Task A: In the essay on resolution, joy, and mystery, which two fragrances appealed to the writer at the perfume counter?
Task B: Write the next part of the essay on resolution, joy, and mystery, picking up from where it stops.

Quoted text:
++++++++++
The Art of Resolution: Equal Parts Joy and Mystery

"Pondering mysterious joy." Source: Magdalena Randal.

Resolution: noun, Word origin: late 14c., “a breaking into parts,” from Old French resolution or directly from Latin “process of reducing things into simpler forms.”

By resolution, broken hearts mend miraculously.

By resolution, broken hearts mend miraculously.

 So was my broken heart restored in Pictou when I followed it there from New York. Arriving in Merigomish, I knew how to pray – just. As I prepare to leave Paris, I am beginning to praise…. Our winter equinox in the Northern Hemisphere is signalled by various ceremonies. In one, a child’s birth has become symbolic of the kind of resolution that edges us into more light.

It is a mystery how we arrived at such tales. In Paris for the last two years I have enjoyed listening to various Christian thinkers. Both the teachers, and the writers we have studied, some anonymous, some named, have invited me deeper into the wonder we all share by just recounting stories about how they make sense of life.

That is what first drew me to explore structured faith; I had already been experiencing existence by the various tales we tell in cinema, literature and, dare I say, the media, that includes newspapers like this one. (After all, today’s truths are tomorrow’s stories.) I wanted to explore further.

Here in Paris, on the shortest day of the year, I was in a festive department store. I lingered at a perfume counter. Two very different fragrances appealed to me; violet and amber. A sweet-voiced sales lady suggested that for times when I sought more joy I ought to dab some violet on my pulse points. For more mystery, she prescribed the amber potion.

Her words were the gift I carried home. Pondering joy and mystery on Christmas Day, I encountered a young Singaporean woman. She was taking pictures in the Luxembourg gardens.

“What will you do with all those photos?” I asked.

“I like to keep memories to look at.” she said.

“Oh… I just like to enjoy memories.” I replied and we began to walk together through the garden. Li-Sha told me she felt lost trying to decide what to do with her life. She’s a physics student who was recently studying in Glasgow. On a little tour of Europe before going home, she said she felt “a bit like Bob.” That is, apparently, a Chinese way of saying you feel like the third wheel: left out.

Her travelling companions were a couple. I told her I thought she was braver than her friend who’d immediately found a boyfriend during their three-month Scottish sojourn.
++++++++++
Records supplied:
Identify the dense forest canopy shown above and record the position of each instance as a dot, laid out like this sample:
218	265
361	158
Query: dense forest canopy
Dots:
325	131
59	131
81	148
++++++++++
Final answer A: Violet and amber.

Final answer B:
“It takes a lot of courage to venture out alone. Sometimes it means facing the mystery without being certain,” I offered, hoping to ease this young lady’s discomfort. It was tempting to accompany her further. Instead I pointed her towards the Seine River. Water’s mysterious power has always reassured me. I told her when she got to the end of the Boulevard St-Michel she’d find a famous fountain to her left and the construct that is the Eiffel tower beyond. Then I suggested she turn right to see the marvel that is Notre Dame Cathedral, and inside, a statue of Joan of Arc.

“I will never forget you,” I added. We didn’t exchange contact information – just spent enough time in contact. In fact, the reason I sent her towards sights that have inspired me, was my horror at her telling me that she was asking her smartphone which attractions were nearby!

As I watched her set out, part of me still wanted to go with her. Instead I prayed she might find her own parts of joy and mystery.

Later that evening a rather upsetting acquaintance told me that when you leave a place people eventually forget you. I don’t believe that. There are so many souls who have helped me enjoy life’s mystery whom I cannot forget.

Indeed I still receive encouragement from friends in Pictou – and New York. If I continue to believe in the heaven we make on earth, I know I may be in their company again.

So this year my resolve is to remain in the light we share: living stories handed down over centuries. Such dedication may reinforce my practical efforts to finish my studies and share my own stories: moments of joy and mystery in high resolution.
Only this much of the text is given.